■ Given exercise 1 ■
Translate this sentence from the piece on the marriage penalty into Spanish: "This usually happens where both spouses have relatively equal incomes."

Judging by many of the questions and discussions recently on the Motley Fool's Tax Strategies Discussion Board, many of you are interested in the so-called "marriage penalty." Some of you out there, especially the confirmed single type, may giggle and think that marriage itself is all the penalty you could stand. While that may be true for you, many other folks, blissfully and eternally in love, have found that the wonderful state of matrimony has hiked their tax bill. Unexpectedly. And, some may say, unnecessarily. It really is a painful realization, and many times that realization doesn't hit home until the first time the "joint" tax return is prepared. So it might be a good time to take a look at the marriage penalty, what it really means, and how it works.

 

The Penalty: More Tax

Many people believe that the "married-joint" filing status allows them to pay less in taxes than a "single" filing status. This is often far from the truth. Many also believe that the "married-joint" tax rates and exemptions are simply double that of the "single" rates and exemptions. This is also not true. The marriage penalty generally kicks in whenever both spouses work and they have to pay at a higher "joint" tax rate on the same total income than they would pay if each were single. This usually happens where both spouses have relatively equal incomes.

    Take the case of Bill and Mary. Let's assume a single filing status for each of them with wages of $32,500 each in 1999. Let's also assume that they had no other income (such as interest, dividends, and capital gains) and did not itemize their deductions. For 1999, each of them would have a tax liability of $3,821. That means that for the two of them, each using the single filing status, their total tax liability would amount to $7,642.

    But now let's see what happens to Bill and Mary if they had exactly the same income, but were required to file a "married-joint" tax return for 1999. If you run the numbers you'll find that their JOINT tax liability would be $9,055. That's right. Bill and Mary get the unique pleasure of paying $1,431 in additional taxes (almost 20% more) simply for the privilege of being married. No other reason.

Ouch! Now that's a penalty. Just for being married. See how the "marriage penalty" handle came about?

 

But… WHY?


The standard deduction for the joint return is $7,200 — less than half of the standard deduction for two single standard deductions ($4,300). But the main reason for the penalty is that the joint return filers will pay tax at a 28% tax rate on much of their income, while the singles both pay at a top rate of only 15%.

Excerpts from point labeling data
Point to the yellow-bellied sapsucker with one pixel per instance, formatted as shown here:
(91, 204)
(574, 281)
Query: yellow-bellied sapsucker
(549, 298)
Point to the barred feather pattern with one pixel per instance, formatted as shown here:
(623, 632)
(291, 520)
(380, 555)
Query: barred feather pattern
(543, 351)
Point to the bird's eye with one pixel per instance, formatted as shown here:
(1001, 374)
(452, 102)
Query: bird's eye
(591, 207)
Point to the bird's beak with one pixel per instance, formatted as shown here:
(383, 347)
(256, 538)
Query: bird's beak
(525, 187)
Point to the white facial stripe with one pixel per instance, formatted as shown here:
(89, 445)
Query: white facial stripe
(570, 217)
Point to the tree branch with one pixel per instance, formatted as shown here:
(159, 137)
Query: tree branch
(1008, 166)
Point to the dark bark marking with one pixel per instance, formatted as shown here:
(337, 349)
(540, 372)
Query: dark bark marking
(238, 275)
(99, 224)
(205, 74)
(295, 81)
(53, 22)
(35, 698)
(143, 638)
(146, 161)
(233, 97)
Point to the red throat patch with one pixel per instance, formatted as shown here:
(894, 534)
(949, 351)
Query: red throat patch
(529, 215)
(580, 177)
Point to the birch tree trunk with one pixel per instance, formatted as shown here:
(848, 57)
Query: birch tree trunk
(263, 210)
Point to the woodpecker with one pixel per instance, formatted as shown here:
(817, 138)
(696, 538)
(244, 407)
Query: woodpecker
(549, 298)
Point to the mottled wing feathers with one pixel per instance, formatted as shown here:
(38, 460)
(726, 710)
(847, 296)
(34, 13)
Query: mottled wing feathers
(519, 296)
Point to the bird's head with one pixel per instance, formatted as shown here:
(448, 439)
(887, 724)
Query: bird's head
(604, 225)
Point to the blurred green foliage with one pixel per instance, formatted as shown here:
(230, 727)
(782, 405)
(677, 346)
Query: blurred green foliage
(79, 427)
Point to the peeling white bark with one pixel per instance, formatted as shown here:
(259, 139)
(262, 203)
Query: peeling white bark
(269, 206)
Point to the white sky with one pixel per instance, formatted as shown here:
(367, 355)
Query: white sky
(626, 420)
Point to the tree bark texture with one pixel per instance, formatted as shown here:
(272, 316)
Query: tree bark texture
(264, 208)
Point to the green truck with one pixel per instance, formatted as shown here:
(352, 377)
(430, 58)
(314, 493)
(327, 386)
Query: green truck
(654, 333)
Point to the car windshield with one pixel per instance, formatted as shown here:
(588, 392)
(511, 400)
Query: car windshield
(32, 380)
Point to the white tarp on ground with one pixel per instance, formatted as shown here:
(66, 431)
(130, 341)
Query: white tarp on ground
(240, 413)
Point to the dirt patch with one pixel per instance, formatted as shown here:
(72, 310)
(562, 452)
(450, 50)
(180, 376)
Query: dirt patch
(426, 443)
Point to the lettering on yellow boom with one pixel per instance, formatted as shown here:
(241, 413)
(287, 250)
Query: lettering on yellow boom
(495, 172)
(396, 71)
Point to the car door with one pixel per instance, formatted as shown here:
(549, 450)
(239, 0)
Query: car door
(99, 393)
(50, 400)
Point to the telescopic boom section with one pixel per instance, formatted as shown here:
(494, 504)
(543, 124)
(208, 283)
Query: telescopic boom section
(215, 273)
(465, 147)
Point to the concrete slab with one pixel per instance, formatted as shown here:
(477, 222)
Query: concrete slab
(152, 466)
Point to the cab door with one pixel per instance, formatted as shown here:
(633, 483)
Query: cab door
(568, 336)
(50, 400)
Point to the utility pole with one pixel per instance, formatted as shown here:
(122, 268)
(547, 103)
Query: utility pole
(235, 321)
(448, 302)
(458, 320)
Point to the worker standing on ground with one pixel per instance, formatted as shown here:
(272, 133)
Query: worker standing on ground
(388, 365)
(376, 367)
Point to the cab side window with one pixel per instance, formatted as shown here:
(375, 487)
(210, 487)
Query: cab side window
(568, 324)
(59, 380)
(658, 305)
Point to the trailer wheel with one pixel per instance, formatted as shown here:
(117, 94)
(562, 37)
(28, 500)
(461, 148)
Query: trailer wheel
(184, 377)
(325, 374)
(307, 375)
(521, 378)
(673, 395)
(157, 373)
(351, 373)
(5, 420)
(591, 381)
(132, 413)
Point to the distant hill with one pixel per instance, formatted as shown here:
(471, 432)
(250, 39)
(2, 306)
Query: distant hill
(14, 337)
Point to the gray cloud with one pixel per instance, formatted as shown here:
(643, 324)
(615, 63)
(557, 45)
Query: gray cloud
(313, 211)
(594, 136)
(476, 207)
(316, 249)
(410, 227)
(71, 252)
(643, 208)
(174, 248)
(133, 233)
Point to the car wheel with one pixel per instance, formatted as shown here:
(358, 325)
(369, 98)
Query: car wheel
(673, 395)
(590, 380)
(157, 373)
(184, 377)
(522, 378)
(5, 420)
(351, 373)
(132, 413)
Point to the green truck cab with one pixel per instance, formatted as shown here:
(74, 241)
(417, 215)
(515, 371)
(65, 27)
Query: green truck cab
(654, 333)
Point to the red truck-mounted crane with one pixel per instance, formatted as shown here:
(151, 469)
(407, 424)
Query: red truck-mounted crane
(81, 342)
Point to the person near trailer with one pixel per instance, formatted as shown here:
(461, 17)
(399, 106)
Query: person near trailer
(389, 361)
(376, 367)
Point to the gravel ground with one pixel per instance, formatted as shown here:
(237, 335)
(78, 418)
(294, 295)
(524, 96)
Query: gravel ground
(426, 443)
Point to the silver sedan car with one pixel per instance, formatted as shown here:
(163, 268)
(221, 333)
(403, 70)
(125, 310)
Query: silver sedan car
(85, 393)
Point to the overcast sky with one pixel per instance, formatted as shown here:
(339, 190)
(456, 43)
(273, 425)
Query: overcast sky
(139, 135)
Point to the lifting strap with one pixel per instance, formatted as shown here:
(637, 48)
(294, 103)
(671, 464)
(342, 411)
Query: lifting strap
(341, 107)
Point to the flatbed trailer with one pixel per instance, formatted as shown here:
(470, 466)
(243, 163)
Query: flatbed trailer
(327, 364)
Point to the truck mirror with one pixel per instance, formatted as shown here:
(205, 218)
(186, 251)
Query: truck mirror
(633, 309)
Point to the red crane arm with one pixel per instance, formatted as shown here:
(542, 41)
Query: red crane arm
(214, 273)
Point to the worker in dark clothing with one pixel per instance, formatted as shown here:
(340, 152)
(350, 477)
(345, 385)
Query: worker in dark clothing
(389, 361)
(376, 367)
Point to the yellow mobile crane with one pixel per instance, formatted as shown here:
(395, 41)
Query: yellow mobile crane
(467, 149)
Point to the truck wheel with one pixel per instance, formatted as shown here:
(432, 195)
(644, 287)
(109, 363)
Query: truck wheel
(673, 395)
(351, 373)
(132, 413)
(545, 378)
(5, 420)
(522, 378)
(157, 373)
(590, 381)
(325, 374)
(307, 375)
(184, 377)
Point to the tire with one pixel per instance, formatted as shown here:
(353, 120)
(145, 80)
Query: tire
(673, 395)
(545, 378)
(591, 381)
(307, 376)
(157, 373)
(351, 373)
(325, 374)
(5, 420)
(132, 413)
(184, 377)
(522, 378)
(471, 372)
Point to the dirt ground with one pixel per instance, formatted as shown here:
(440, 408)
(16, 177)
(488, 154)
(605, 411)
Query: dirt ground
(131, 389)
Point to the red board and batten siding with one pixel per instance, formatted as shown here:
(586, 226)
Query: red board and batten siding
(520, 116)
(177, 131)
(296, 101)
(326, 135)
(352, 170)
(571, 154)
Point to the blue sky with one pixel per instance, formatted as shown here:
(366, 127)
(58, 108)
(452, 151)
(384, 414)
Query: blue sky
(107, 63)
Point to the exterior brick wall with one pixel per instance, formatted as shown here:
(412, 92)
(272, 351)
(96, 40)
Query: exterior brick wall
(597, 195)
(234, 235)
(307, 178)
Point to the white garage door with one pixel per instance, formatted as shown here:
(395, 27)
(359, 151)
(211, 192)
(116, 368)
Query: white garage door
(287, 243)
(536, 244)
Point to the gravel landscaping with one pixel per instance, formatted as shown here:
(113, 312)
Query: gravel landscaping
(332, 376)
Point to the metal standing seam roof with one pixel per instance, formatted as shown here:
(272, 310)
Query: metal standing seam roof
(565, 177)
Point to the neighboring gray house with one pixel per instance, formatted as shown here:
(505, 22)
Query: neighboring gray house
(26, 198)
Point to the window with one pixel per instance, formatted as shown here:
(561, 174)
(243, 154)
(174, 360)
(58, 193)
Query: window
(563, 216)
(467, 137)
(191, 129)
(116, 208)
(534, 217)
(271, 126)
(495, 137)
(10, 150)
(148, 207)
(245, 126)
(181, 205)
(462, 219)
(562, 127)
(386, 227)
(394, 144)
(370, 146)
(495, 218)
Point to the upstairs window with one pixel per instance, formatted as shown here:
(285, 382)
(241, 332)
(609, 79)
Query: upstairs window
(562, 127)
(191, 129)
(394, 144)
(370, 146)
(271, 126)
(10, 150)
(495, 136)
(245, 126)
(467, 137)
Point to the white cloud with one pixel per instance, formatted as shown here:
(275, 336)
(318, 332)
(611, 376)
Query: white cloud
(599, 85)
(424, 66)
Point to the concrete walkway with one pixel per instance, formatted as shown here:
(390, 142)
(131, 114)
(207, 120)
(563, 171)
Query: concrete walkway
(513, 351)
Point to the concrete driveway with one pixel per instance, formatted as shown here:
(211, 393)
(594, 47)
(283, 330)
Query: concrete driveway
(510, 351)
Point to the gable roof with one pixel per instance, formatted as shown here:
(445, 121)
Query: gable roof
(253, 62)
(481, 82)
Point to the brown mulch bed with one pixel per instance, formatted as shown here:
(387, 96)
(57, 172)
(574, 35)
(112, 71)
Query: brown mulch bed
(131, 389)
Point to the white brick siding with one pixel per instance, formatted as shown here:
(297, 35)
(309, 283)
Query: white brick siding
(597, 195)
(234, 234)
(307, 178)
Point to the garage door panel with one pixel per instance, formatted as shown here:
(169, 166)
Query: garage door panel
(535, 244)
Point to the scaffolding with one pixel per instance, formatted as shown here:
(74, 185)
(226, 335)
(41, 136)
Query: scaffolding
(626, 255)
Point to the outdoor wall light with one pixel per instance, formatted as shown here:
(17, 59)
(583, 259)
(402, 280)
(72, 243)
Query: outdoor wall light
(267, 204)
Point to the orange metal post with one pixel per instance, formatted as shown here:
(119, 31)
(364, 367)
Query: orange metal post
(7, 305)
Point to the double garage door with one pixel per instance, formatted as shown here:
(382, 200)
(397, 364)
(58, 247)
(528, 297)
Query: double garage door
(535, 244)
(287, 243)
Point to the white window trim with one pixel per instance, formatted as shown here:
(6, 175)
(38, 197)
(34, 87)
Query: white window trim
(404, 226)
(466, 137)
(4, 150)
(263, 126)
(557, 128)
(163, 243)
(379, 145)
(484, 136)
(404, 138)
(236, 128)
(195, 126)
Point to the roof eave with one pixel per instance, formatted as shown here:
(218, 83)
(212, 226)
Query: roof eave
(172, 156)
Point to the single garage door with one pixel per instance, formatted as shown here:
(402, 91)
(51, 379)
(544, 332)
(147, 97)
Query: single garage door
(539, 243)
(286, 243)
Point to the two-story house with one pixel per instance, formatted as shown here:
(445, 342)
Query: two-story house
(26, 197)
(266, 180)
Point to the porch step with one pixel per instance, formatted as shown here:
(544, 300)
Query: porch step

■ Given exercise 2 ■
Repeat word for word the stretch of the rows from the line containing "Point to the porch" through the last line of the rows.

■ Problem solution 1 ■
Esto suele ocurrir cuando ambos cónyuges tienen ingresos relativamente iguales.

■ Problem solution 2 ■
Point to the porch step with one pixel per instance, formatted as shown here:
(544, 300)
Query: porch step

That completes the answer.